**Supplied passage:**

_ _ _ _ _

The picture sits subtly propped in the office window just over the left shoulder of Creighton baseball coach Ed Servais, and it’s easy to overlook in the chaotic clutter of his lair on game day.

But it stands out like a beacon, too, the one visual aide Servais will refer to in an hour-long interview about Lopez on Thursday.

Because it speaks eloquently to Lopez’s improbable gateway from a lightly recruited incoming freshman here in 2013 to a presumptive pillar of the Royals’ future — a notion amplified by his call-up to the parent club earlier this week.

As Servais looks at the photo of the then-Bluejay infielder seizing a grounder his way, he is struck by everything from his fundamentally perfect posture to the intensity that reflects a rare love for the game.

“Notice where the hands are, and notice where his eyes are and notice how low he’s getting to the ball,” Servais said. “This is a perfect example of how to field a ground ball.”

This explains why Servais initially recruited Lopez, who is a thin 5-foot-11 and supposedly 170 pounds-plus now but all of 145 pounds back then.

“He’s going to be disappointed I said that, because he doesn’t want anybody to think of him like that,” Servais said, smiling and adding, “But I don’t worry about the physicality of a player. I worry about, ‘Is he a baseball player?’ And Nicky’s a baseball player.”

So Creighton figured it could build around his defense and develop the rest. Which was about right: At Creighton, he went from hitting .276 with a .314 slugging percentage as a freshman to batting .306 with a .444 slugging percentage as a junior before being selected by the Royals in the fifth round of the 2016 draft.

The manner in which he did all this, though, is the essential part of the story. You’ve heard this in recent days from general manager Dayton Moore and manager Ned Yost, but perhaps no one outside Lopez’s family knows the substance of that better than Servais.

If you think Lopez looks baby-faced at 24 years old, well …

“He almost plays like he’s 7 or 8 years old sometimes, with that enthusiasm” Servais said, smiling. “If we all can remember when we first put a baseball uniform on, how we used to sleep maybe with our gloves in anticipation of the morning game. How we got up early to wake up our parents to get us to the game.

_ _ _ _ _

**Problem 1:** Repeat the part of the passage on Nicky Lopez between "So Creighton figured" and "the 2016 draft.", inclusive.
**Problem 2:** According to the passage on Nicky Lopez, in which round of the 2016 draft did the Royals select him?
The rows that follow have no connection to the passage on Nicky Lopez.

_ _ _ _ _

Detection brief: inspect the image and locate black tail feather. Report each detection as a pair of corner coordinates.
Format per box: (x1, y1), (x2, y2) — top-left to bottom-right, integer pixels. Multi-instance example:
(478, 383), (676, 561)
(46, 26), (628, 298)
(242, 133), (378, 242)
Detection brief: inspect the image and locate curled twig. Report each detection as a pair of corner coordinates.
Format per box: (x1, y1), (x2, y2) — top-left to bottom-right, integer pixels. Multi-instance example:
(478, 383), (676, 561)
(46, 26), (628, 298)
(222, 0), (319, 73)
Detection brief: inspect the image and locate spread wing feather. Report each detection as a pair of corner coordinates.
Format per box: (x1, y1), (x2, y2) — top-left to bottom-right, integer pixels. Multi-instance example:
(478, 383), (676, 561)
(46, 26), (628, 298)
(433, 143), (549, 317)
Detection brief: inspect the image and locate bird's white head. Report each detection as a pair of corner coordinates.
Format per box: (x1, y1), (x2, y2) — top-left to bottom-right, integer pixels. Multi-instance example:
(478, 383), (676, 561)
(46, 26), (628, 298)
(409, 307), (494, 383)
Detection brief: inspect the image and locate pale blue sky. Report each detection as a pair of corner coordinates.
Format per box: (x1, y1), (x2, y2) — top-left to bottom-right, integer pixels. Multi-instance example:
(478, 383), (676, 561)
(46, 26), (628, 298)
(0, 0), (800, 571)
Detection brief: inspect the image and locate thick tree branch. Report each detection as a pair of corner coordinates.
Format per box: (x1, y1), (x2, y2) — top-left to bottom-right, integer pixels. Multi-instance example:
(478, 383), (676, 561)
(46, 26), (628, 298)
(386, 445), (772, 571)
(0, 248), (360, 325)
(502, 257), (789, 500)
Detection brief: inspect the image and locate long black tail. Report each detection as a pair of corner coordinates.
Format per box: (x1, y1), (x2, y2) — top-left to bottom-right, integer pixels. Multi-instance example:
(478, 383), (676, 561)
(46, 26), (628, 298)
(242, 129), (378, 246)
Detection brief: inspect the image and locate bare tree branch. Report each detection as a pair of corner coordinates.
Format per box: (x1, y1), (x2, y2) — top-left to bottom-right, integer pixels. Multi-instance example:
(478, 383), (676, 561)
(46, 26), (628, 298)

_ _ _ _ _

**Answer section 1:**
So Creighton figured it could build around his defense and develop the rest. Which was about right: At Creighton, he went from hitting .276 with a .314 slugging percentage as a freshman to batting .306 with a .444 slugging percentage as a junior before being selected by the Royals in the fifth round of the 2016 draft.

**Answer section 2:** The fifth round.